━━ Data for the task

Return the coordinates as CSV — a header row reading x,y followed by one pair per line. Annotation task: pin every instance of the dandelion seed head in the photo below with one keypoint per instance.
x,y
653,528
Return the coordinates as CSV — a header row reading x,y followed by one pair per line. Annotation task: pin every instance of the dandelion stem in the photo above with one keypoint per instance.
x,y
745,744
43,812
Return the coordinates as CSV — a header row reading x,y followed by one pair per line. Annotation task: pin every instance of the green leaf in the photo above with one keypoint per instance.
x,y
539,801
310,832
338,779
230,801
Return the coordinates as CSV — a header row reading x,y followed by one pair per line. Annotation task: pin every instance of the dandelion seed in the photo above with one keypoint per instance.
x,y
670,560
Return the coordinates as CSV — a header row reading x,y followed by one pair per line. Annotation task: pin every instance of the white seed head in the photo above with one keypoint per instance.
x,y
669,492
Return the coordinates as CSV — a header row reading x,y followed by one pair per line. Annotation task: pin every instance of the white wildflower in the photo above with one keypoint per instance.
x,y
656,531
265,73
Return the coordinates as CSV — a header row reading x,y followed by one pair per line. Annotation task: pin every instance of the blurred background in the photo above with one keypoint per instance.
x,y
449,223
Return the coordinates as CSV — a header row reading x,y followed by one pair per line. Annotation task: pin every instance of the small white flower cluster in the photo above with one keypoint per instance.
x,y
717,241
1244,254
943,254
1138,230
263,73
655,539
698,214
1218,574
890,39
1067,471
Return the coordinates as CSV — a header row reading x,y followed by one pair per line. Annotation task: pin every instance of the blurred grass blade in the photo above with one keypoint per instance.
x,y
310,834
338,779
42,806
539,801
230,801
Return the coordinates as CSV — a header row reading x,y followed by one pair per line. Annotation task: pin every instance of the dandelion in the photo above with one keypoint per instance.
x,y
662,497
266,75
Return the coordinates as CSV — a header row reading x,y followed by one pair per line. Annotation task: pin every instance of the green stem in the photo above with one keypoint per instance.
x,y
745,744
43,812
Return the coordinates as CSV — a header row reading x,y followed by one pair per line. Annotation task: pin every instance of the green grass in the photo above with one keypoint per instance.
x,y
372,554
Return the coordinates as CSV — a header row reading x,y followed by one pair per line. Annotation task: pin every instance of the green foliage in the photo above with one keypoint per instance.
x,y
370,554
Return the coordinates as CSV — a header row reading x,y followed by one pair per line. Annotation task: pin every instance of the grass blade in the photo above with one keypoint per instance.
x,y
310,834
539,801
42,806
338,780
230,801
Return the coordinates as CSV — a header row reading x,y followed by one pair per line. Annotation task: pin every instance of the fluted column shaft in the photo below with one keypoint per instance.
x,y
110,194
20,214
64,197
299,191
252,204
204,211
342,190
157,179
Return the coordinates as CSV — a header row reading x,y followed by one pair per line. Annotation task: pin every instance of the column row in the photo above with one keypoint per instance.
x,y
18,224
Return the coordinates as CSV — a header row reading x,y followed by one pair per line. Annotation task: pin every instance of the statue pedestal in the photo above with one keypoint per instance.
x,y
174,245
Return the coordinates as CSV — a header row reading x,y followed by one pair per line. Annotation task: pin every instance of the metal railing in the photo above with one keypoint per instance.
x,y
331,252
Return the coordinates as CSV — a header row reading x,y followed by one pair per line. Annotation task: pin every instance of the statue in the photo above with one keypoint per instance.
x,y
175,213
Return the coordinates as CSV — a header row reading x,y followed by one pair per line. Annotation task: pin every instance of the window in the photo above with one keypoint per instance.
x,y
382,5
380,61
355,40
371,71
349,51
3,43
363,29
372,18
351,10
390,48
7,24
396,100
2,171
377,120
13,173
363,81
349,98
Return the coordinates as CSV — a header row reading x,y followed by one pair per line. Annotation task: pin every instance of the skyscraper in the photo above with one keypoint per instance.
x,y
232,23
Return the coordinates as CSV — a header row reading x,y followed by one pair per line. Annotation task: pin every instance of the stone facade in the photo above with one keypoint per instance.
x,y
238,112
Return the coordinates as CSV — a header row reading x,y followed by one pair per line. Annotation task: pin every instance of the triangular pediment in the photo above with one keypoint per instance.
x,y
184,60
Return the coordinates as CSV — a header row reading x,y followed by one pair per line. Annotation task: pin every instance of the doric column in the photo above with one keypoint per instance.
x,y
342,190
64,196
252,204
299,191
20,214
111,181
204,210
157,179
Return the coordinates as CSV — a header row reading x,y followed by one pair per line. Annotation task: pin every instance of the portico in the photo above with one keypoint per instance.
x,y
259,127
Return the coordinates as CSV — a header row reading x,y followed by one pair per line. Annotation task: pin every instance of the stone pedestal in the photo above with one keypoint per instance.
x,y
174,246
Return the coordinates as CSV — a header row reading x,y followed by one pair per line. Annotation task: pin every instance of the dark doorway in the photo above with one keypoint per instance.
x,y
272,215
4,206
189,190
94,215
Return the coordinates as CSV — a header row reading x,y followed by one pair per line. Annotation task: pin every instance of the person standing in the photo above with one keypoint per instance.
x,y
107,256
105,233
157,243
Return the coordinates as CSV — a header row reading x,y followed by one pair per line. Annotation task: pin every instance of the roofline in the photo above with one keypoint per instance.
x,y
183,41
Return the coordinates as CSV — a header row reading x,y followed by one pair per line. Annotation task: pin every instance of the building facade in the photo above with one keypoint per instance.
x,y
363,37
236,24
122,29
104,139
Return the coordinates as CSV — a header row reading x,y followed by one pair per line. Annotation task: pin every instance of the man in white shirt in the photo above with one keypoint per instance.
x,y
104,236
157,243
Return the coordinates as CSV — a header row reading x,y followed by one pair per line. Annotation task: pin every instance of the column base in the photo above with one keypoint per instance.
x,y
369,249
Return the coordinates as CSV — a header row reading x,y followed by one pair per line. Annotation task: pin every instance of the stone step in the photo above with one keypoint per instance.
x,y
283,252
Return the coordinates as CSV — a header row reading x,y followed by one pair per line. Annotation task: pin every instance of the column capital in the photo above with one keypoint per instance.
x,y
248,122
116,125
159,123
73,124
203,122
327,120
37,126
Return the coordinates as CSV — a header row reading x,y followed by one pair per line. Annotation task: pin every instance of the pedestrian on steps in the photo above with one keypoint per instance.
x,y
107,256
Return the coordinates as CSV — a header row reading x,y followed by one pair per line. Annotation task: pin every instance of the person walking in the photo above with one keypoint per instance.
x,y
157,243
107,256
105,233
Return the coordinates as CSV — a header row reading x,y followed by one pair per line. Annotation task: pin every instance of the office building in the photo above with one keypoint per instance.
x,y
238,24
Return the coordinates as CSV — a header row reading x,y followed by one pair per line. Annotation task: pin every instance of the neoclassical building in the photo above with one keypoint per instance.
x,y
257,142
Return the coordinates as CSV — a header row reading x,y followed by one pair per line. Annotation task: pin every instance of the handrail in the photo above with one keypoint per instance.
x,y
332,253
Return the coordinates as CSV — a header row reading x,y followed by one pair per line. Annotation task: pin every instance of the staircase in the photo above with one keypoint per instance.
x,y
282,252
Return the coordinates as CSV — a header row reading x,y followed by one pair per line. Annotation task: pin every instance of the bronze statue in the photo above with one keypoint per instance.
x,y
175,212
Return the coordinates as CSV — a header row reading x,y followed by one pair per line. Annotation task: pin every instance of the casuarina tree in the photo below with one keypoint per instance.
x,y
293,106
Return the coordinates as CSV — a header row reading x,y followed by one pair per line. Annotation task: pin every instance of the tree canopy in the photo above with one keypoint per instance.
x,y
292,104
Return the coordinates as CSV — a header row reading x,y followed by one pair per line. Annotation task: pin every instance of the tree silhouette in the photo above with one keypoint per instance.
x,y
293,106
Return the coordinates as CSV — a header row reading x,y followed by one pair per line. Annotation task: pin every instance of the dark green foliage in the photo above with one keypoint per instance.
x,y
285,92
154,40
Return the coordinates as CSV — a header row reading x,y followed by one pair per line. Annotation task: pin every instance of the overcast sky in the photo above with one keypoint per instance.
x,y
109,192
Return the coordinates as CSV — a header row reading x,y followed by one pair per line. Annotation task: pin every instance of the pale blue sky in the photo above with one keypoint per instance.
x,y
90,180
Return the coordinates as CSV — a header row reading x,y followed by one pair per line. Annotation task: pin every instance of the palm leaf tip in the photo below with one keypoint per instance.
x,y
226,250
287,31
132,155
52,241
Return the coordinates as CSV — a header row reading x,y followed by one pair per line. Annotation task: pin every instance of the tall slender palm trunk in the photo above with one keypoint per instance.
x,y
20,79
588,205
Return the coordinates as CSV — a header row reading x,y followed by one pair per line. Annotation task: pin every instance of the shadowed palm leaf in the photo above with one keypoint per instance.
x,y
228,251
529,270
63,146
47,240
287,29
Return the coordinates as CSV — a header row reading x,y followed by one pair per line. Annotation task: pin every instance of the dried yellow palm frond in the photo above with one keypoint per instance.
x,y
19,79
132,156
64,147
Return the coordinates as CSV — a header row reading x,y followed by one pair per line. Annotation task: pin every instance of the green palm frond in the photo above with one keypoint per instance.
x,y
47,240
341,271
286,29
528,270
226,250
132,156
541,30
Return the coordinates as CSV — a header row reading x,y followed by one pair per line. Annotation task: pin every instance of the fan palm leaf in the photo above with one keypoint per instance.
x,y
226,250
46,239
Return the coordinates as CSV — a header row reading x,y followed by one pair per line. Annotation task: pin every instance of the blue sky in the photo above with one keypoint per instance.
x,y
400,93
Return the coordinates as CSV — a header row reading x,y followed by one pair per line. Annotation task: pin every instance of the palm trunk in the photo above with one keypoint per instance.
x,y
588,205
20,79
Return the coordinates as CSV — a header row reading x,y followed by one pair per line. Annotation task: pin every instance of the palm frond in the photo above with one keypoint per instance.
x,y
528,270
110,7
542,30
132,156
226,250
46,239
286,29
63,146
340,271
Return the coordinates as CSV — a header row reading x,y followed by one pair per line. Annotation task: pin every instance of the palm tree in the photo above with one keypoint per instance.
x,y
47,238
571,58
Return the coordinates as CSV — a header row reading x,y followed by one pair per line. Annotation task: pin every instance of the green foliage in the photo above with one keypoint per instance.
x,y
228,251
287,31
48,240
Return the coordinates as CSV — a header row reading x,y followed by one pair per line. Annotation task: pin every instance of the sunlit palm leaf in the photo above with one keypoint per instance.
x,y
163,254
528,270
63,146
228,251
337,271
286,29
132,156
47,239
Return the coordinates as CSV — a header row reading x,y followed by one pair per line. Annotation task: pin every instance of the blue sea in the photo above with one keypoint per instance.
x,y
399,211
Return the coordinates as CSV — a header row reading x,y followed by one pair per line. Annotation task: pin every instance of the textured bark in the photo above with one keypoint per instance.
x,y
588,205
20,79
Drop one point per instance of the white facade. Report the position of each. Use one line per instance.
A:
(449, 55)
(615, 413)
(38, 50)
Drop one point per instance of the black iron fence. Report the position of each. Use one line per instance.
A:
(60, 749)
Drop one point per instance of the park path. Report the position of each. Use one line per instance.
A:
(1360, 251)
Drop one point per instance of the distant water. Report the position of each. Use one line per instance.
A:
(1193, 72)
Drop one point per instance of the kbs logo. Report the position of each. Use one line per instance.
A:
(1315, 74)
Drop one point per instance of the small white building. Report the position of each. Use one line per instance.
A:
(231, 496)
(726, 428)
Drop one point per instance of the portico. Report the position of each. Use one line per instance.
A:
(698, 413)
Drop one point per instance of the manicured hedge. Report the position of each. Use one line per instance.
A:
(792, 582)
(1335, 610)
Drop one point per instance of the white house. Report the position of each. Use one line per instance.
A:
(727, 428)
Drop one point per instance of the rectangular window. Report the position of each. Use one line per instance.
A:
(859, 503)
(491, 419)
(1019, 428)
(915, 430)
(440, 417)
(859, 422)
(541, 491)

━━━━

(Exercise objective):
Restate word for word the lines above, beginning with the one that contains "Drop one point per instance of the black" and ending with the last line.

(Result below):
Drop one point per instance of the black iron fence. Report the position of each. Use one line per instance.
A:
(60, 749)
Drop one point per instance of the park path. Report the position of each. Use one line per instance.
A:
(1360, 251)
Drop one point per instance of the distant water. Report the position of each. Use one line per instance.
A:
(1193, 72)
Drop one point per instance of the kbs logo. Report the position of each. Use one line per instance.
A:
(1315, 74)
Drop one point per instance of the small white building. Report the position of each. Use one line per instance.
A:
(231, 496)
(726, 428)
Drop one point per instance of the portico. Report the position of each. Use one line per instance.
A:
(698, 413)
Drop one point per instance of the manicured hedge. Report the position of each. Use one line per instance.
A:
(792, 582)
(1335, 610)
Drop one point per instance of the white house. Report the position of each. Use one line per instance.
A:
(727, 428)
Drop one point per instance of the rectangular window. Report the position of each. Use one line per instance.
A:
(859, 503)
(491, 419)
(1019, 428)
(915, 430)
(440, 417)
(859, 422)
(541, 491)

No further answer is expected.